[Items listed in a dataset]
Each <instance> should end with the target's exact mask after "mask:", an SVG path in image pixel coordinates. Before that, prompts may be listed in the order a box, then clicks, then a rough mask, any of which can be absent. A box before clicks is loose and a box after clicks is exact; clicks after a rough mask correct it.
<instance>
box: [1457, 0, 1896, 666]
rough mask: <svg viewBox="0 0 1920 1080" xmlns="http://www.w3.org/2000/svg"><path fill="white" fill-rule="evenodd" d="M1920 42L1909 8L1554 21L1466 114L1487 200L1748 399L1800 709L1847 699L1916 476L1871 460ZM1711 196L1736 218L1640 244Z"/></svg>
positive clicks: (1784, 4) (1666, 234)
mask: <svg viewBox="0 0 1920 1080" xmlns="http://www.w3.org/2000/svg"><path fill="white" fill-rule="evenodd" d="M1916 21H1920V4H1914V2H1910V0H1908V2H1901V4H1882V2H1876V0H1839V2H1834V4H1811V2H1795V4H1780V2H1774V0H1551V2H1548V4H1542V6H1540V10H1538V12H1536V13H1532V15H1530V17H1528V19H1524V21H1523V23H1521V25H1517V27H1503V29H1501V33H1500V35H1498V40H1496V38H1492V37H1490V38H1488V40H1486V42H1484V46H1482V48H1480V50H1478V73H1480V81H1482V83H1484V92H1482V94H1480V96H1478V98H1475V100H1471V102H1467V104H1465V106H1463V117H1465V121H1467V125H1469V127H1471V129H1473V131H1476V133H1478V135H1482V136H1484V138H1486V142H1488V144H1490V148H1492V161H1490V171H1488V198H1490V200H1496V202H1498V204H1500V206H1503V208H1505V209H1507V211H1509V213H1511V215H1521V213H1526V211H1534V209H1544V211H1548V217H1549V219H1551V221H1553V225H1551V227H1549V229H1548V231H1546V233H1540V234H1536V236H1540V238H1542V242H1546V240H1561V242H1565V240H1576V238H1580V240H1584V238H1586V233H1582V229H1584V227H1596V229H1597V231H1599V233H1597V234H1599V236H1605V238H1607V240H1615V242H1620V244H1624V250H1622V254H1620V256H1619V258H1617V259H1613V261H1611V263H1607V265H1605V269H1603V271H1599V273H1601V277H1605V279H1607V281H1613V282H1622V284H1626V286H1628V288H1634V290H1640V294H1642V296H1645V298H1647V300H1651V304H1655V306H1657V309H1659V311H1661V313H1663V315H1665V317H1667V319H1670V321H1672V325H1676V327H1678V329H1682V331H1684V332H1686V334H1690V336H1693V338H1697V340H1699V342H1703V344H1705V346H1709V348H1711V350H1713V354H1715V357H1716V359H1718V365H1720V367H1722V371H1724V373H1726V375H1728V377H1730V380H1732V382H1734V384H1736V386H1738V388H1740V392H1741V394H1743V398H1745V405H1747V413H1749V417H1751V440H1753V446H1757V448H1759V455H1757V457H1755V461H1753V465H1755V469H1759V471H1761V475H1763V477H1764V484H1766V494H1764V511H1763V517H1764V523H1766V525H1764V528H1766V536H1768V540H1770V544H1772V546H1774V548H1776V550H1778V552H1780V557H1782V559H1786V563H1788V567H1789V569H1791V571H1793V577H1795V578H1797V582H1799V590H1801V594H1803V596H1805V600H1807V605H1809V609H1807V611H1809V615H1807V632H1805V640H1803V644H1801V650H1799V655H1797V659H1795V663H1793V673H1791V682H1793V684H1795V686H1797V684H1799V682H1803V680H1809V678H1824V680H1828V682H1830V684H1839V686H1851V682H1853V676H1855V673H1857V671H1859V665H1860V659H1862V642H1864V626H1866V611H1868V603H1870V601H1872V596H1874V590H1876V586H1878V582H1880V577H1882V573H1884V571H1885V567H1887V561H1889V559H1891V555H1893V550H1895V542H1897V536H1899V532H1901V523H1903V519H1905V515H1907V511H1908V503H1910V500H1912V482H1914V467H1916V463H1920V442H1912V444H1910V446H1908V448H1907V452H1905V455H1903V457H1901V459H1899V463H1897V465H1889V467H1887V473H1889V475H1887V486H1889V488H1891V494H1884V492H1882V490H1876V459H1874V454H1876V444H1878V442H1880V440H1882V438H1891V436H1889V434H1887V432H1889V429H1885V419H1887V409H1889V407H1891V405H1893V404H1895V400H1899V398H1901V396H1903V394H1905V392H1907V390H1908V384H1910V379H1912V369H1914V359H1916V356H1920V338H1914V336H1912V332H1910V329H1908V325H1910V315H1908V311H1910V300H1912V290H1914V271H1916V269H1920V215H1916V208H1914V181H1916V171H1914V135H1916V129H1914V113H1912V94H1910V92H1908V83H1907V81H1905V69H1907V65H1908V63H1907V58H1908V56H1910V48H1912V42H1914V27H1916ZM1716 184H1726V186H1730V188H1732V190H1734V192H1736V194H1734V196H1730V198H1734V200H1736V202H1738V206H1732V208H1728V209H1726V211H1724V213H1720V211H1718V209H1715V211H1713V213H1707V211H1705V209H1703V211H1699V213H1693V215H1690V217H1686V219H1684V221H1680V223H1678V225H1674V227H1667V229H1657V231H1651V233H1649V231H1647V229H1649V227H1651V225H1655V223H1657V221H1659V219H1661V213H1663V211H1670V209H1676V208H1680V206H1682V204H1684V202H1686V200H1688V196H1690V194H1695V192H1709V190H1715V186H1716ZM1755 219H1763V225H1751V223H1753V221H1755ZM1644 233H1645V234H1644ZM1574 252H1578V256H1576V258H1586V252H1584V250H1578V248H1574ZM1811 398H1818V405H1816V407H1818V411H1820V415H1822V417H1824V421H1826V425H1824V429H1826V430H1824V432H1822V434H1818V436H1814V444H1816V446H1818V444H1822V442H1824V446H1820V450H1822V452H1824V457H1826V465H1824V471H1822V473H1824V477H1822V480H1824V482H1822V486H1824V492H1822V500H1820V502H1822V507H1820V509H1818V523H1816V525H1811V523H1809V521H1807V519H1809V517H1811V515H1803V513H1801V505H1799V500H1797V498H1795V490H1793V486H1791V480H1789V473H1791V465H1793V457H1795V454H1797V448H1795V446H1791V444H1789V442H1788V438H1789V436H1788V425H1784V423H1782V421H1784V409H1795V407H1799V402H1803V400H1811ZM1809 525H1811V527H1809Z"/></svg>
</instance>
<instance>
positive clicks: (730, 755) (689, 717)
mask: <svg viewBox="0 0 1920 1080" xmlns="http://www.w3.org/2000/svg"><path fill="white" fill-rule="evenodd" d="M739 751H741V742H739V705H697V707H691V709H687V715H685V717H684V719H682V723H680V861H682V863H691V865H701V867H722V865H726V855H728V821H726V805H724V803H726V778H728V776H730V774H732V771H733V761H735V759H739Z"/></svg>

Work to complete
The required output is the full set of entries, reproduced verbatim.

Solution for this exercise
Each <instance> should end with the target's exact mask after "mask:", an SVG path in image pixel coordinates. Before that, prompts may be listed in the order a box, then clicks, then a rough mask, any of which can be absent. A box before clicks is loose and a box after clicks is exact; clicks after a rough mask correct it.
<instance>
box: [1457, 0, 1896, 666]
rough mask: <svg viewBox="0 0 1920 1080" xmlns="http://www.w3.org/2000/svg"><path fill="white" fill-rule="evenodd" d="M1920 42L1909 8L1554 21L1466 114L1487 200L1748 399L1800 709L1847 699L1916 476L1871 460ZM1711 196L1736 218L1640 244Z"/></svg>
positive clicks: (1784, 4) (1666, 234)
mask: <svg viewBox="0 0 1920 1080" xmlns="http://www.w3.org/2000/svg"><path fill="white" fill-rule="evenodd" d="M1916 21H1920V4H1914V2H1910V0H1908V2H1901V4H1882V2H1876V0H1839V2H1834V4H1811V2H1795V4H1780V2H1774V0H1551V2H1548V4H1542V6H1540V10H1538V12H1536V13H1532V15H1530V17H1528V19H1524V21H1523V23H1521V25H1517V27H1503V29H1501V33H1500V35H1498V40H1496V38H1492V37H1490V38H1488V40H1486V42H1484V46H1482V48H1480V50H1478V73H1480V81H1482V83H1484V92H1482V94H1480V96H1478V98H1475V100H1471V102H1467V104H1465V106H1463V117H1465V121H1467V125H1469V127H1471V129H1473V131H1476V133H1478V135H1482V136H1484V138H1486V142H1488V144H1490V148H1492V161H1490V171H1488V198H1490V200H1496V202H1498V204H1500V206H1503V208H1505V209H1507V211H1509V213H1511V215H1521V213H1526V211H1534V209H1544V211H1548V217H1549V219H1551V221H1553V225H1551V227H1549V229H1548V231H1546V233H1540V234H1536V236H1540V238H1542V242H1546V240H1561V242H1565V240H1576V238H1580V240H1584V238H1586V233H1582V229H1584V227H1596V229H1597V231H1599V233H1597V234H1599V236H1605V238H1607V240H1615V242H1620V244H1624V250H1622V254H1620V256H1619V258H1617V259H1613V261H1611V263H1607V265H1605V269H1603V271H1599V273H1601V277H1605V279H1607V281H1613V282H1622V284H1626V286H1628V288H1634V290H1640V294H1642V296H1645V298H1647V300H1651V304H1655V306H1657V309H1659V311H1661V313H1663V315H1665V317H1667V319H1670V321H1672V325H1676V327H1678V329H1682V331H1684V332H1686V334H1690V336H1693V338H1697V340H1699V342H1703V344H1705V346H1709V348H1711V350H1713V354H1715V357H1716V359H1718V365H1720V367H1722V371H1724V373H1726V375H1728V377H1730V380H1732V382H1734V384H1736V386H1738V388H1740V392H1741V394H1743V398H1745V405H1747V413H1749V417H1751V440H1753V446H1757V448H1759V455H1757V457H1755V461H1753V465H1755V469H1759V471H1761V475H1763V477H1764V484H1766V494H1764V511H1763V517H1764V523H1766V525H1764V528H1766V536H1768V540H1770V544H1772V546H1774V548H1776V550H1778V552H1780V557H1782V559H1786V563H1788V567H1789V569H1791V571H1793V577H1795V578H1797V582H1799V590H1801V594H1803V596H1805V600H1807V605H1809V609H1807V611H1809V615H1807V632H1805V640H1803V644H1801V650H1799V655H1797V659H1795V663H1793V673H1791V682H1793V684H1795V686H1797V684H1799V682H1803V680H1809V678H1824V680H1828V682H1830V684H1839V686H1851V682H1853V676H1855V673H1857V671H1859V665H1860V659H1862V642H1864V626H1866V611H1868V603H1870V601H1872V596H1874V590H1876V586H1878V582H1880V577H1882V573H1884V571H1885V567H1887V561H1889V559H1891V555H1893V550H1895V542H1897V536H1899V532H1901V523H1903V519H1905V515H1907V511H1908V503H1910V500H1912V482H1914V467H1916V463H1920V442H1912V444H1910V446H1908V448H1907V452H1905V455H1903V457H1901V459H1899V463H1897V465H1889V467H1887V473H1889V475H1887V486H1889V488H1891V494H1884V492H1882V490H1876V459H1874V454H1876V444H1878V442H1880V440H1882V438H1891V436H1889V434H1887V432H1889V429H1885V419H1887V409H1889V407H1891V405H1893V404H1895V400H1899V398H1901V396H1903V394H1905V392H1907V390H1908V384H1910V379H1912V369H1914V359H1916V356H1920V338H1914V336H1912V332H1910V329H1908V325H1910V315H1908V311H1910V300H1912V290H1914V271H1916V269H1920V215H1916V208H1914V181H1916V171H1914V135H1916V129H1914V113H1912V94H1910V92H1908V83H1907V81H1905V69H1907V65H1908V63H1907V58H1908V56H1910V48H1912V42H1914V27H1916ZM1716 184H1726V186H1730V188H1732V190H1734V192H1736V194H1734V196H1730V198H1734V200H1736V202H1738V206H1732V208H1728V209H1726V211H1724V213H1720V211H1718V209H1715V211H1713V213H1707V211H1705V209H1703V211H1699V213H1693V215H1690V217H1686V219H1684V221H1680V223H1678V225H1674V227H1667V229H1657V231H1651V233H1649V231H1647V229H1649V227H1651V225H1655V223H1657V221H1659V219H1661V213H1663V211H1670V209H1676V208H1680V206H1682V204H1684V202H1686V200H1688V196H1690V194H1695V192H1709V190H1715V186H1716ZM1755 219H1763V225H1751V223H1753V221H1755ZM1644 233H1645V234H1644ZM1574 252H1578V256H1576V258H1586V252H1584V250H1578V248H1574ZM1811 398H1818V405H1816V407H1818V411H1820V415H1822V417H1824V421H1826V425H1824V429H1826V430H1824V432H1822V434H1818V436H1814V444H1816V446H1818V444H1822V442H1824V446H1820V450H1822V452H1824V457H1826V465H1824V471H1822V473H1824V477H1822V480H1824V482H1822V486H1824V492H1822V500H1820V502H1822V507H1820V509H1818V523H1816V525H1811V523H1809V521H1807V519H1809V517H1811V515H1803V513H1801V505H1799V500H1797V498H1795V490H1793V486H1791V480H1789V473H1791V465H1793V457H1795V454H1797V448H1795V446H1791V444H1789V442H1788V438H1789V436H1788V425H1784V423H1782V421H1784V409H1795V407H1799V402H1803V400H1811ZM1809 525H1811V527H1809Z"/></svg>
</instance>
<instance>
positive clicks: (730, 755) (689, 717)
mask: <svg viewBox="0 0 1920 1080" xmlns="http://www.w3.org/2000/svg"><path fill="white" fill-rule="evenodd" d="M739 751H741V742H739V705H697V707H691V709H687V715H685V717H684V719H682V723H680V861H682V863H691V865H701V867H722V865H726V855H728V821H726V805H724V803H726V778H728V776H730V774H732V771H733V761H735V759H739Z"/></svg>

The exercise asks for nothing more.